▶ _Task to carry out_
Rewrite the items below so that each occurrence of "instance" becomes "object", leaving all other text unchanged.

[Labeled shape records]
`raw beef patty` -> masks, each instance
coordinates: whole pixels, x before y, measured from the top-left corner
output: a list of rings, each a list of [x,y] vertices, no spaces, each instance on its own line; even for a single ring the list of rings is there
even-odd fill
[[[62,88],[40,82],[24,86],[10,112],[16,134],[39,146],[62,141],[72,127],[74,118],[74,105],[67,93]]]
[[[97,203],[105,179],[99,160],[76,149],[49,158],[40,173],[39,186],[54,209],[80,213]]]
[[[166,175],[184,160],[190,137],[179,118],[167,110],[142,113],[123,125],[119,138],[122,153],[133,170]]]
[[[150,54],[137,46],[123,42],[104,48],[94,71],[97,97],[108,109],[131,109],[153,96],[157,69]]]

▶ _Solution for this exercise_
`raw beef patty` -> masks, each object
coordinates: whole pixels, x before y, measured from the top-left corner
output: a list of rings, each a list of [x,y] vertices, no spaces, each object on its own line; even for a single ring the list of rings is there
even-odd fill
[[[62,88],[40,82],[24,86],[10,112],[16,134],[39,146],[62,141],[72,127],[74,118],[74,105],[67,93]]]
[[[97,203],[105,179],[99,160],[76,149],[49,158],[40,173],[39,186],[54,209],[80,213]]]
[[[166,175],[184,160],[190,137],[179,118],[167,110],[142,113],[123,125],[119,138],[122,153],[133,170]]]
[[[150,54],[137,46],[123,42],[104,48],[94,71],[97,97],[108,109],[131,109],[153,96],[157,69]]]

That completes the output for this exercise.